### Textauszug
---
Entscheidungsstichwort (Thema)
Verwendung von Kennzeichen der "Hells Angels"
Leitsatz (amtlich)
1. Ein sogenanntes Center Patch, das mit der Zahl "81" und dem Schriftzug "BIG RED MACHINE" in den Farben rot und weiß sowie in einer der Schriftart "Hessian Regular" ähnelnden Schrift bestickt ist, stellt ein Kennzeichen im Sinne des Vereinsgesetzes dar.
2. Die Verwendung eines solchen Kennzeichens begründet eine Strafbarkeit nach dem Vereinsrecht lediglich dann, wenn es in im Wesentlichen gleicher Form von einem verbotenen Verein verwendet wird; daran fehlt es, wenn das Kennzeichen nur durch die nicht verbotene Dachorganisation der "Hells Angels" genutzt wird.
Normenkette
VereinsG § 9 Abs. 3, § 20 Abs. 1 S. 1 Nr. 5, S. 2
Verfahrensgang
LG Berlin (Entscheidung vom 06.06.2019; Aktenzeichen (581) 251 Js 452/17 Ns (87/18)) |
Tenor
Auf die Revision des Angeklagten wird das Urteil des Landgerichts Berlin vom 6. Juni 2019 mit den Feststellungen aufgehoben.
---
### Zeilenübersicht
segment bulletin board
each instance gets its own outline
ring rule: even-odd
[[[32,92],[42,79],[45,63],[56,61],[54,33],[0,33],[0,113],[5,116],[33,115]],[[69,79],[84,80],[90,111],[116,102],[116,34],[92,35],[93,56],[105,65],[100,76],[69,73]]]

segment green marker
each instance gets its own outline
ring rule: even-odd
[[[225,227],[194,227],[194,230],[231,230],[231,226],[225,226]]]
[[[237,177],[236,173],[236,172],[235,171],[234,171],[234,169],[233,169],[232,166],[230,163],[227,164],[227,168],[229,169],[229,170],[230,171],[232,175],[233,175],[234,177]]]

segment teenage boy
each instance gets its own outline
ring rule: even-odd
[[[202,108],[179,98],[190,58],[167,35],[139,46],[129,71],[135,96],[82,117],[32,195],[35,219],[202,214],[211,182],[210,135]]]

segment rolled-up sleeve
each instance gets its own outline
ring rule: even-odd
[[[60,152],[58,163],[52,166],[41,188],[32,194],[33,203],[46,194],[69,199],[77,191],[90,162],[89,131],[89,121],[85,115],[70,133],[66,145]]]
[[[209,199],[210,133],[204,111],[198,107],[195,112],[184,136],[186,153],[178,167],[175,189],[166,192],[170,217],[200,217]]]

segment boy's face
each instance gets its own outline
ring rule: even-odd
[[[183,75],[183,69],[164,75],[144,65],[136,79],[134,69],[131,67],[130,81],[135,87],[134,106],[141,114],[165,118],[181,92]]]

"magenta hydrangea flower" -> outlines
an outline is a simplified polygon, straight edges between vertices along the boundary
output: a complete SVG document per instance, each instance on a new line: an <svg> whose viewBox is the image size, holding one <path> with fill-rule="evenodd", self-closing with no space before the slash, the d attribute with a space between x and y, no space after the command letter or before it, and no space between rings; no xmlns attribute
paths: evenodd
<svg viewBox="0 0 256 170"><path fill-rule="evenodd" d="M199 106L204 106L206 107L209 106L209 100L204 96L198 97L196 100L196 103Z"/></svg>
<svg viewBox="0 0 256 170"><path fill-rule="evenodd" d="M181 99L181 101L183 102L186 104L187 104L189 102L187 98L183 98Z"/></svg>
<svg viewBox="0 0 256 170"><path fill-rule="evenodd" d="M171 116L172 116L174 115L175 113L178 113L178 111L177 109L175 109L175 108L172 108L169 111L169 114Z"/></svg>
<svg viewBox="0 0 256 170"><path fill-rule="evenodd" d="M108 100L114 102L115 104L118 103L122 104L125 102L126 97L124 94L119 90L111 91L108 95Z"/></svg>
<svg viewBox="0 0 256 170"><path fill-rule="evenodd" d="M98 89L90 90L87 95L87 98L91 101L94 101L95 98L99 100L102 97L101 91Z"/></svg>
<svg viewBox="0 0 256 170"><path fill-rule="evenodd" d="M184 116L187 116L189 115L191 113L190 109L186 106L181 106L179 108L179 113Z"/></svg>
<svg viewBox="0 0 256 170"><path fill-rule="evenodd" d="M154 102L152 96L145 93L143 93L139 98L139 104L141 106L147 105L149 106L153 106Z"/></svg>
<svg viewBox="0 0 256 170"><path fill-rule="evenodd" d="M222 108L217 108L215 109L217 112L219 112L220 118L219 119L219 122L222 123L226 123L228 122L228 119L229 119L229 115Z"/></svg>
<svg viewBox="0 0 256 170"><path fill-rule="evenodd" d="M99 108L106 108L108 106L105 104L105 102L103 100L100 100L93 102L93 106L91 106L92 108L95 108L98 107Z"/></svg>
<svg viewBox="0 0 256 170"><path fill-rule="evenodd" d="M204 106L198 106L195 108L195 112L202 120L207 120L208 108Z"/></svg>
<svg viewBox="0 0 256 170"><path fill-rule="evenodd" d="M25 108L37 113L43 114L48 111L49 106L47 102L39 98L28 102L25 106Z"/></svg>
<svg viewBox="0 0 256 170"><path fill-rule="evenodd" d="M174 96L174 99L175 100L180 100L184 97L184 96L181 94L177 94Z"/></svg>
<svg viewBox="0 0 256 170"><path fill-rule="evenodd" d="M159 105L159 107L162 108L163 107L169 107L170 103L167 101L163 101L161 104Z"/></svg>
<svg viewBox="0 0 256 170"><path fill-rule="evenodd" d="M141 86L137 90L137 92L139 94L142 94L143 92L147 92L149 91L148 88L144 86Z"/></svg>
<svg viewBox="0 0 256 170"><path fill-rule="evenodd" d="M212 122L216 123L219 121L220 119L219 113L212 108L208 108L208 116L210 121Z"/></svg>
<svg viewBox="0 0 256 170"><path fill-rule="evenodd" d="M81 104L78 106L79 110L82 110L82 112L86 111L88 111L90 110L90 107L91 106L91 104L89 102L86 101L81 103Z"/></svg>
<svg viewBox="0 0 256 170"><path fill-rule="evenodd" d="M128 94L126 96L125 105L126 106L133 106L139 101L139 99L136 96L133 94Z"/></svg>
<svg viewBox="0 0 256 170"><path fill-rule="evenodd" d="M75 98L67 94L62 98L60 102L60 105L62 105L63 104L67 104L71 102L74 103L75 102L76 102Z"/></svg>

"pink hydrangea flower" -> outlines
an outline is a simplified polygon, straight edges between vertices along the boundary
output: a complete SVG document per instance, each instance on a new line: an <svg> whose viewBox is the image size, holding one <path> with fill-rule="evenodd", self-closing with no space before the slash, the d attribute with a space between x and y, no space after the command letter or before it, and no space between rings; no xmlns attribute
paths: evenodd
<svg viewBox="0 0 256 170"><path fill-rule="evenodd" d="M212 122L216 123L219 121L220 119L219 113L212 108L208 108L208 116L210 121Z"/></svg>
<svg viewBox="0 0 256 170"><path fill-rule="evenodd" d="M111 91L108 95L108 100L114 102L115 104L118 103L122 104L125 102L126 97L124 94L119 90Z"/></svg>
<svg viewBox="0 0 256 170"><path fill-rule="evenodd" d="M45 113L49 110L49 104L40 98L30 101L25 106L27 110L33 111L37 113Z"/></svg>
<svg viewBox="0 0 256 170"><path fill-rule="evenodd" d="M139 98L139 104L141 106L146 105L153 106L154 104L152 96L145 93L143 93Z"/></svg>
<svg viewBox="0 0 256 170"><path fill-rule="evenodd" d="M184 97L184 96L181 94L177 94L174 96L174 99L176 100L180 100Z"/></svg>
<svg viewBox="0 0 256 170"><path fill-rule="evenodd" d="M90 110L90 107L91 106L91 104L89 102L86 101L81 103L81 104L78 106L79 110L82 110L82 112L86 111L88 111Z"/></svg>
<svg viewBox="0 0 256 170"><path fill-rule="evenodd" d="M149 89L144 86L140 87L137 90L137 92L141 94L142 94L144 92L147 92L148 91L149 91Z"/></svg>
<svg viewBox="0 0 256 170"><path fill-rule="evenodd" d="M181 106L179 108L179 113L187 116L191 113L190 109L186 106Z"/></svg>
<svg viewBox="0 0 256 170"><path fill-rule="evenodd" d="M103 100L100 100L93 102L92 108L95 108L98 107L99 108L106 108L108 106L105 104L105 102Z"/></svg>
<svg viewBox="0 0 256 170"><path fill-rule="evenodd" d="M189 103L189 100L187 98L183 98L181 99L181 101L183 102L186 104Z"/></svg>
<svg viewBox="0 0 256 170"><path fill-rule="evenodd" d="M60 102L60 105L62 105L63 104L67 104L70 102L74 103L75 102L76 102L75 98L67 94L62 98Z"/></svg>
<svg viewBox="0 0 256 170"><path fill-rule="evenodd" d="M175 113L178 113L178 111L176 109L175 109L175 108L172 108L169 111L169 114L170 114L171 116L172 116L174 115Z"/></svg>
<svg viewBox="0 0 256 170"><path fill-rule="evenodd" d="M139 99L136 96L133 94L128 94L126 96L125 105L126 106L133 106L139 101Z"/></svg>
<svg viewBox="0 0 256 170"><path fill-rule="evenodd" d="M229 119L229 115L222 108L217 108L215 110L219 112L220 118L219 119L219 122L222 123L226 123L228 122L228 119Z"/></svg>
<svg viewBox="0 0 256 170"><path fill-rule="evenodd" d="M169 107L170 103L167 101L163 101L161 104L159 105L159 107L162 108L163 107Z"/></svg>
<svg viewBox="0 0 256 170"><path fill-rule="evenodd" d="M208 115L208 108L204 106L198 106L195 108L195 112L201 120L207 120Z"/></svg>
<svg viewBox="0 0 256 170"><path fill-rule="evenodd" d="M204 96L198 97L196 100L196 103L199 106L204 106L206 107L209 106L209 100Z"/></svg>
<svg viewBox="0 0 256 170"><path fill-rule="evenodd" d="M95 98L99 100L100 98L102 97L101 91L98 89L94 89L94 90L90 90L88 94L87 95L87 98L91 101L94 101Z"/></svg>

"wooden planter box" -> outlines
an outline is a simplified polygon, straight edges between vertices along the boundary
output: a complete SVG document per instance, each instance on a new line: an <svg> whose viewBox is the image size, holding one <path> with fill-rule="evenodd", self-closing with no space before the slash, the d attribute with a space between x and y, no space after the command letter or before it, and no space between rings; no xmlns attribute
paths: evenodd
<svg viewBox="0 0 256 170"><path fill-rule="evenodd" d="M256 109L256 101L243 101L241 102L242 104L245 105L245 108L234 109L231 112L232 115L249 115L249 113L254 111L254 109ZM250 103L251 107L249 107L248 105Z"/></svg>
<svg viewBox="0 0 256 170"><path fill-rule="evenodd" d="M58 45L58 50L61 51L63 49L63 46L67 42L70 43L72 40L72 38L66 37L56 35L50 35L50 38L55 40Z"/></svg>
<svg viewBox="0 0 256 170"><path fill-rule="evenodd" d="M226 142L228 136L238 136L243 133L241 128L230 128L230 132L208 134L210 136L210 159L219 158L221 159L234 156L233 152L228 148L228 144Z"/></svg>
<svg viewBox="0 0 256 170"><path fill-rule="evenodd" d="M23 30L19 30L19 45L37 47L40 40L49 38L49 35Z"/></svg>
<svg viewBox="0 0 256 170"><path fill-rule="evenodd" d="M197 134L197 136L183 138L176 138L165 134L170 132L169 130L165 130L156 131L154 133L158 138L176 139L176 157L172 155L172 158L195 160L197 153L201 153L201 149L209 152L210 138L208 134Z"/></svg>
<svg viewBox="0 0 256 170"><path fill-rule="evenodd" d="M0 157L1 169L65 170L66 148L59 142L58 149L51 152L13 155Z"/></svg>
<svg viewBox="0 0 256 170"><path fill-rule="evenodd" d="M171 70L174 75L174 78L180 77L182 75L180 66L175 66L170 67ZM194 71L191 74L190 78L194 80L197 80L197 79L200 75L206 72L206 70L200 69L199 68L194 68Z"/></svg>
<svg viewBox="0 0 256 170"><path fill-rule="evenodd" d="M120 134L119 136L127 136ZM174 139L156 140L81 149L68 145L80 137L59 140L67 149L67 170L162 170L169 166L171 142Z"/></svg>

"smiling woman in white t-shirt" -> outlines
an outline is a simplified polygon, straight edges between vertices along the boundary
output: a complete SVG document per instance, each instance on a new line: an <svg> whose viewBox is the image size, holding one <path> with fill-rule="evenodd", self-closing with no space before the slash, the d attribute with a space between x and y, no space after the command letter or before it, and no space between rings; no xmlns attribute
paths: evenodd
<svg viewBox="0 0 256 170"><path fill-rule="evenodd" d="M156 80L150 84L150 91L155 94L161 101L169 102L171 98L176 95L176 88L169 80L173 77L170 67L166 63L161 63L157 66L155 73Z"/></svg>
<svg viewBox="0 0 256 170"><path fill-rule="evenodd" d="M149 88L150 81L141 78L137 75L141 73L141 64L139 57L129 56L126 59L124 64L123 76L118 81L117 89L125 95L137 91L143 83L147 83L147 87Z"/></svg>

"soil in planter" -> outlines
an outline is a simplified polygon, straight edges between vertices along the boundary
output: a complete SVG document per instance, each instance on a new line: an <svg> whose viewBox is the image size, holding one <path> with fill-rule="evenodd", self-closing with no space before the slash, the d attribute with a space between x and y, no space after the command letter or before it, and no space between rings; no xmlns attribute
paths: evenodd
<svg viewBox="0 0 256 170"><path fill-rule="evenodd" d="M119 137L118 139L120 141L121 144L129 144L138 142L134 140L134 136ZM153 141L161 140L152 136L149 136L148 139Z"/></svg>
---
### Schriftliche Aufgabe
Gib aus dem Textauszug zu den Kennzeichen der „Hells Angels“ den Abschnitt wörtlich wieder, beginnend bei „Leitsatz (amtlich)“ und endend bei „den Feststellungen aufgehoben.“.

### Ergebnis
Leitsatz (amtlich)
1. Ein sogenanntes Center Patch, das mit der Zahl "81" und dem Schriftzug "BIG RED MACHINE" in den Farben rot und weiß sowie in einer der Schriftart "Hessian Regular" ähnelnden Schrift bestickt ist, stellt ein Kennzeichen im Sinne des Vereinsgesetzes dar.
2. Die Verwendung eines solchen Kennzeichens begründet eine Strafbarkeit nach dem Vereinsrecht lediglich dann, wenn es in im Wesentlichen gleicher Form von einem verbotenen Verein verwendet wird; daran fehlt es, wenn das Kennzeichen nur durch die nicht verbotene Dachorganisation der "Hells Angels" genutzt wird.
Normenkette
VereinsG § 9 Abs. 3, § 20 Abs. 1 S. 1 Nr. 5, S. 2
Verfahrensgang
LG Berlin (Entscheidung vom 06.06.2019; Aktenzeichen (581) 251 Js 452/17 Ns (87/18)) |
Tenor
Auf die Revision des Angeklagten wird das Urteil des Landgerichts Berlin vom 6. Juni 2019 mit den Feststellungen aufgehoben.